▶ Instructions to follow
Only the pictures are to be dropped, and the rest of the data should be copied exactly.

Top of Task data

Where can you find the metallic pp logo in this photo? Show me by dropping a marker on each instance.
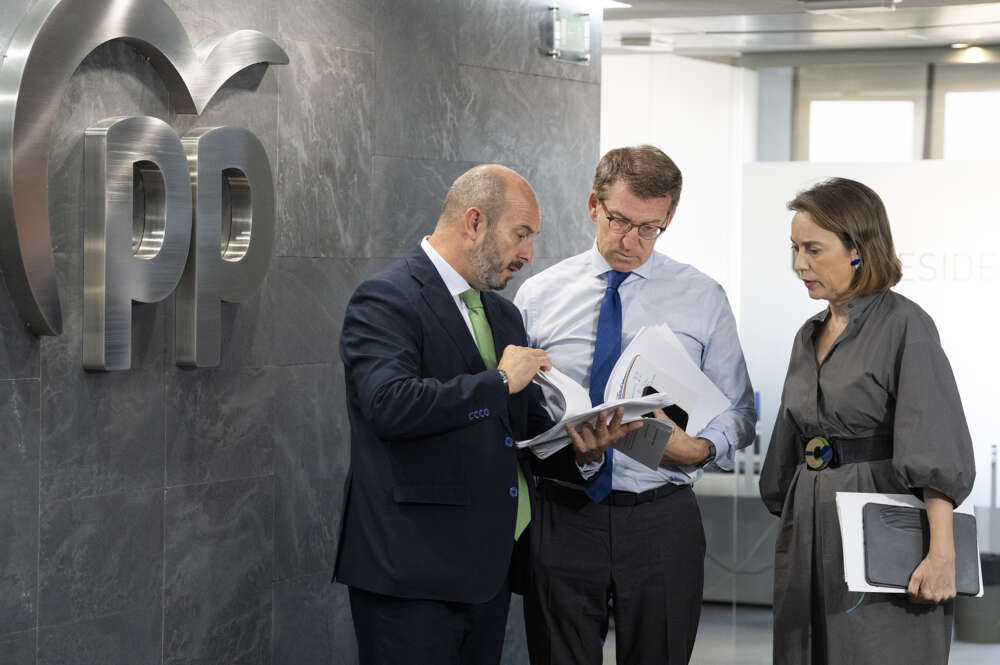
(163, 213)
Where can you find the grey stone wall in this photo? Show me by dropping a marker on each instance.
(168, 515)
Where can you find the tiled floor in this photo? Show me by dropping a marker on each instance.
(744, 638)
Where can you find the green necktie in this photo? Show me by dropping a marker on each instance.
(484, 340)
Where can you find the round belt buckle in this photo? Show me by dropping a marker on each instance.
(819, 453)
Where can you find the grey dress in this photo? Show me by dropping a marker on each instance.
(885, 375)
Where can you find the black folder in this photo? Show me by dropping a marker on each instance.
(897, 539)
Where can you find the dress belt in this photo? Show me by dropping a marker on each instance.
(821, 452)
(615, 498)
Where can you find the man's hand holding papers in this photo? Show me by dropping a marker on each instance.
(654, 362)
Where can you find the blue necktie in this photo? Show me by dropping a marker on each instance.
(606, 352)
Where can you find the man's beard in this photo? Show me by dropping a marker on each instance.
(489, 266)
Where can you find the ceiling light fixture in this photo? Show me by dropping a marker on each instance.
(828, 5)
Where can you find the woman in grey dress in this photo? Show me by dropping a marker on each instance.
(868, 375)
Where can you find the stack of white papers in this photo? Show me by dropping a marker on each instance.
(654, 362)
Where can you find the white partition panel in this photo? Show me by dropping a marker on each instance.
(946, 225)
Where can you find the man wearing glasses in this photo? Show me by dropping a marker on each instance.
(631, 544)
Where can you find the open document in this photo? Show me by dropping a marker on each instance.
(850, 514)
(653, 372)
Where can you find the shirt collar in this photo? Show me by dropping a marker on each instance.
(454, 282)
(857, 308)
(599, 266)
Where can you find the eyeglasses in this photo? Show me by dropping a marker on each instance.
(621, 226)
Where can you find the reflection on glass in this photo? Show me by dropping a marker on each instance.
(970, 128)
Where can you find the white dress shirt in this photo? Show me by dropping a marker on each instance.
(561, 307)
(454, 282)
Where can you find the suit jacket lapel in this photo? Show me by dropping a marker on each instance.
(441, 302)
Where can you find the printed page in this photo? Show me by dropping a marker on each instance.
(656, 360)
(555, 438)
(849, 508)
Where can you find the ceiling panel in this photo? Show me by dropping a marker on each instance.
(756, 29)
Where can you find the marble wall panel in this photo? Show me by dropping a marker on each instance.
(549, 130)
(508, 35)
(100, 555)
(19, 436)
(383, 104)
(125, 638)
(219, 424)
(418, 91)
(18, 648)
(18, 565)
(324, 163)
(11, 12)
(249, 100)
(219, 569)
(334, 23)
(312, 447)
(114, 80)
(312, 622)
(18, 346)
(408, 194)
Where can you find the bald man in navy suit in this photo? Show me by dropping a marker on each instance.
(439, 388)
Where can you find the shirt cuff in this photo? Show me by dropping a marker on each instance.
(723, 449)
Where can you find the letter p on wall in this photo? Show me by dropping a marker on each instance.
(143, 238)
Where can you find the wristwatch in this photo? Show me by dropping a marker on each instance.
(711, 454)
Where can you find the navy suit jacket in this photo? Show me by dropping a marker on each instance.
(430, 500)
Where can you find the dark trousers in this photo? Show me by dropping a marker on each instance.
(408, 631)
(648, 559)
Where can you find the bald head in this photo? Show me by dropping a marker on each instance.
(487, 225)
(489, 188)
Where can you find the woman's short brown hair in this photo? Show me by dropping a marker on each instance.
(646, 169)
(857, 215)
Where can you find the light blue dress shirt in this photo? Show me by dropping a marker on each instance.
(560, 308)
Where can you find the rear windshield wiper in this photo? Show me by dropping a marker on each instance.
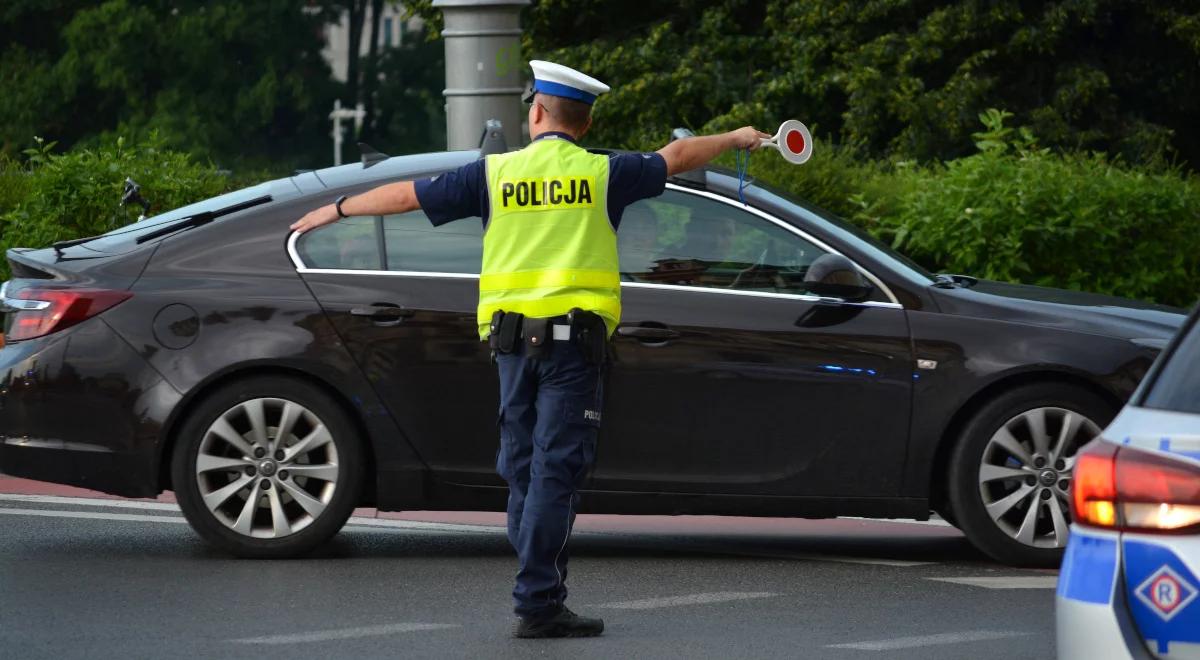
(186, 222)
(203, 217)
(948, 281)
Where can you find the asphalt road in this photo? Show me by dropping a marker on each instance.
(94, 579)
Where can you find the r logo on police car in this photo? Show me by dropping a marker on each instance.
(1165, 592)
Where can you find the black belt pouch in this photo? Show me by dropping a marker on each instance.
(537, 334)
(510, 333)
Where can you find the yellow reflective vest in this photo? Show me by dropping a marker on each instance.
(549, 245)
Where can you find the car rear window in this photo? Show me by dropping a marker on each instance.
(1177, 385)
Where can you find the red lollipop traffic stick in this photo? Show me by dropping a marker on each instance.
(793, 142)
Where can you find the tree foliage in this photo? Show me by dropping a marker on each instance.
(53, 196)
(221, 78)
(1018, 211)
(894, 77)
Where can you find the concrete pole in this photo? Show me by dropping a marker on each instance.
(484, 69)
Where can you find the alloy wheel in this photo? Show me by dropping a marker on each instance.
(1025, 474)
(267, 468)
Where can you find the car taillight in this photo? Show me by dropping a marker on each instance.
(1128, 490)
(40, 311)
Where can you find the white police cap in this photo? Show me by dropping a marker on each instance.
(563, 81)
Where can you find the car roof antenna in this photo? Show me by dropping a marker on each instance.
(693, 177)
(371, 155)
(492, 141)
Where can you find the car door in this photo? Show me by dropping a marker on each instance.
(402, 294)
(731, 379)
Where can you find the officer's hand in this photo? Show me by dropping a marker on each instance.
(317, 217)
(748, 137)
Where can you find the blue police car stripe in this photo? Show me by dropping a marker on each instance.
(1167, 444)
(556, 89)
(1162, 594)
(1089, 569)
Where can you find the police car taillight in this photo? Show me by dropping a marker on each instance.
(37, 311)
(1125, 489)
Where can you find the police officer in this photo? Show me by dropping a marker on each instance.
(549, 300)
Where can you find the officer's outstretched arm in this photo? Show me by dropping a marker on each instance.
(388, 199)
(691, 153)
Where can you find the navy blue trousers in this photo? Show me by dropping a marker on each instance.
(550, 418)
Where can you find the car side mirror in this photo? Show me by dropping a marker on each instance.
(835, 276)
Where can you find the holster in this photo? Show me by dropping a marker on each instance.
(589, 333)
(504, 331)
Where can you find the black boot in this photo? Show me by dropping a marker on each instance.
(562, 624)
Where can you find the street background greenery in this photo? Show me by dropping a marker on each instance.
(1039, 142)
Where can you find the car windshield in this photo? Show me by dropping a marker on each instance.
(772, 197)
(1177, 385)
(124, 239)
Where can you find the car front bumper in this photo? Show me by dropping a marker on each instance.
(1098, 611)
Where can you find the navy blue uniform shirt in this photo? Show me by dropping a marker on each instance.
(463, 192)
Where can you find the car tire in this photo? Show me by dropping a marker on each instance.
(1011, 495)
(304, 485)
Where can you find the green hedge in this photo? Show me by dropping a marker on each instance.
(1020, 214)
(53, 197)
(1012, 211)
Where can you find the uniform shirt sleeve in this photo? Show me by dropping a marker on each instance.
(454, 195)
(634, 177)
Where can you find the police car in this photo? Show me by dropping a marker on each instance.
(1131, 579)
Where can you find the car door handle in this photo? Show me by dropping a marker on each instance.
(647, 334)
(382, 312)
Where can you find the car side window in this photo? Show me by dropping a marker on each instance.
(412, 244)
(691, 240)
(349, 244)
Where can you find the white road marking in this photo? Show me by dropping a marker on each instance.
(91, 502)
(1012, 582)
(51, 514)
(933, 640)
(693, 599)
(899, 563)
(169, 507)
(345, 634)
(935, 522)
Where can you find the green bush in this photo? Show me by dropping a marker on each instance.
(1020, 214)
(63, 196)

Bottom of Task data

▶ Answer for this exercise
Where can you find the metallic pp logo in this photo? Show me by dropping a marker on each instance.
(163, 213)
Where can you find the grey stone wall in this photo? Show me by dropping a marker on each instance.
(168, 515)
Where can you find the tiled floor in this photo? Show me by dropping a marker on each instance.
(744, 638)
Where can you find the green necktie in this photo? Show me by dropping a marker on each instance.
(484, 340)
Where can you find the round belt buckle in this photo? Show me by dropping a marker on each instance.
(819, 453)
Where can you find the grey dress in this photo? Show me by dropping a marker on each instance.
(885, 375)
Where can you find the black folder in this photo? Show me by dropping a marker on each instance.
(897, 539)
Where can you find the dress belt in this photo? Show me by dropping a marker on each instance.
(821, 452)
(615, 498)
Where can you find the man's hand holding papers in this photo? Show me by dropping a marker on each instance.
(654, 362)
Where can you find the blue necktie in this photo? Show me by dropping a marker on each instance.
(606, 352)
Where can you find the man's beard in this photo? Show me by dropping a marker on each instance.
(489, 266)
Where can you find the ceiling light fixture in this photo? Show me by dropping a marker on each instance.
(828, 5)
Where can you find the woman in grey dress in this photo? Show me by dropping a marker on each instance.
(868, 375)
Where can you find the stack of white papers in this photo? Show me by dropping a marker on each instance.
(654, 362)
Where can you find the white partition panel in this photo? Show me by dropping a marker on each instance.
(946, 225)
Where can you find the man wearing glasses in this photo? Show me by dropping a marker on each instance.
(631, 544)
Where can you find the open document in this photo? Show me by dropping a marker on each instance.
(850, 514)
(653, 372)
Where can you find the shirt collar in this photo? Show me by dropping a marker on each instance.
(454, 282)
(857, 308)
(599, 266)
Where can you find the eyeglasses in this photo? Show me by dropping a marker on each instance.
(621, 226)
Where can you find the reflection on glass in this photo? Show me by dropping a marker on each instance.
(970, 128)
Where can you find the white dress shirt in this photo? Show me by dropping a marker on each instance.
(561, 307)
(454, 282)
Where can you find the suit jacket lapel in this photo? Show me by dropping a marker on each instance.
(441, 302)
Where can you find the printed page in this photo? Show me by dropping a marker on each instance.
(656, 360)
(555, 438)
(849, 508)
Where can you find the ceiling panel in this photo? Show me by dropping a marker on each instance.
(756, 29)
Where can you find the marble wall panel in this photo? Show me by dropping a marker on each instance.
(549, 130)
(508, 35)
(100, 555)
(19, 436)
(383, 104)
(125, 638)
(219, 424)
(418, 91)
(18, 648)
(18, 565)
(324, 163)
(11, 12)
(249, 100)
(219, 569)
(334, 23)
(312, 447)
(114, 80)
(312, 622)
(18, 346)
(408, 194)
Where can you find the bald man in navy suit in this photo? Show me by dropping a marker on each instance.
(439, 388)
Where can you find the shirt cuff in this photo? Show me by dropping a marker on each instance.
(723, 449)
Where can you find the letter p on wall in this photo? Show me by dropping a marker on each instance.
(143, 238)
Where can you find the wristwatch in this photo? Show me by dropping a marker on each instance.
(711, 454)
Where can you find the navy suit jacket in this photo? Show me by dropping a marker on each instance.
(430, 500)
Where can you find the dark trousers in this photo? Show me by dropping a marker on each instance.
(408, 631)
(648, 559)
Where can you find the bald head in this photo? Show me by dropping a marker on each instance.
(487, 225)
(489, 188)
Where can you find the woman's short brown hair in this photo? Show me by dropping a marker on each instance.
(646, 169)
(857, 215)
Where can you find the light blue dress shirt in this photo? Show me by dropping a marker on each instance.
(560, 308)
Where can you find the rear windshield wiper in this photo? Show me by dropping a marker on each instance.
(186, 222)
(203, 217)
(948, 281)
Where can you find the asphalt road in this photo? Show me by dropping a marker on each instance.
(94, 579)
Where can you find the r logo on police car in this photo? Show me by dropping a marker on each instance.
(1165, 592)
Where can you find the black belt pouch in this photo? Show me by dropping a marker on each instance.
(537, 334)
(510, 333)
Where can you find the yellow reflective vest in this photo? Show me by dropping a marker on each instance.
(549, 245)
Where can you find the car rear window in this photo? Show me by dropping a marker on each instance.
(1177, 385)
Where can you find the red lollipop traffic stick in this photo? Show me by dropping a marker on each instance.
(793, 142)
Where can you find the tree foliage in this photo? Show me by dropping a marker on each instance.
(53, 196)
(221, 78)
(1018, 211)
(894, 77)
Where can you find the concrete pole in this photo? Show me by dropping a marker on each instance.
(484, 69)
Where can you find the alloy wheel in this photo? Show me by dropping a marker on each instance.
(1025, 474)
(267, 468)
Where can you find the car taillight in this photo? Show me by dropping a marker on each instance.
(1128, 490)
(40, 311)
Where can you find the white police cap in this photo? Show me by dropping a marker on each instance.
(563, 81)
Where can you find the car roof antenna in this photo? Show me by dropping a marker on each instance.
(693, 177)
(371, 155)
(492, 141)
Where can you find the car door in this photo? Show me by dropping a marker on each instance.
(402, 294)
(731, 379)
Where can you find the officer's hand in this photo? Show me by dropping a marker on each instance.
(317, 217)
(748, 137)
Where can you find the blue police car stripe in this photo? Show me by dropping a marker on each instance.
(1167, 444)
(556, 89)
(1162, 594)
(1089, 569)
Where can you find the police car taillight in this photo? Show me by dropping a marker on each instance.
(37, 311)
(1125, 489)
Where can you find the police officer in this photo? Show me by dropping a marker on each instance.
(549, 300)
Where can you find the officer's outstretched arm in this photo? Show me by dropping a marker on each instance.
(388, 199)
(691, 153)
Where can you find the navy blue trousers in this photo? Show me by dropping a marker on each instance.
(550, 418)
Where can you find the car side mirror in this photo? Show me by dropping a marker on each instance.
(835, 276)
Where can you find the holster in this photo? Show me by dropping a marker on each instance.
(589, 333)
(504, 331)
Where can you find the black boot in this photo? Show me by dropping a marker on each instance.
(562, 624)
Where can you find the street background greenery in this photo? Show me by dropping a marker on each instance.
(1039, 142)
Where can you find the car windshield in this photo? Show me by dropping a marker on each instance.
(772, 197)
(1177, 385)
(124, 239)
Where can you find the car front bumper in this photo? Show me by dropping a marker on each instance.
(1098, 611)
Where can you find the navy blue uniform shirt in this photo? Show me by dropping a marker on each instance.
(463, 192)
Where can you find the car tire in this photo? Show me by dropping a marker on each instance.
(1011, 495)
(304, 485)
Where can you find the green hedge in this photo? Show me by dropping a marker on each instance.
(1020, 214)
(53, 197)
(1012, 211)
Where can you find the uniform shirt sleeve in this photo? Show me by dropping a marker on each instance.
(454, 195)
(634, 177)
Where can you find the police car in this photo? Show me by dropping a marker on each instance.
(1131, 579)
Where can you find the car door handle in this photo? Show me by dropping a marker on each instance.
(647, 334)
(382, 312)
Where can you find the car side window in this photo? Show me by dropping a marker on each instance.
(412, 244)
(691, 240)
(349, 244)
Where can you find the white road marking in this photo? Show me by dropping a marker on each instance.
(91, 502)
(1012, 582)
(51, 514)
(933, 640)
(693, 599)
(899, 563)
(169, 507)
(345, 634)
(935, 522)
Where can you find the green bush in this photo? Show me by dropping a marker on each instance.
(1020, 214)
(63, 196)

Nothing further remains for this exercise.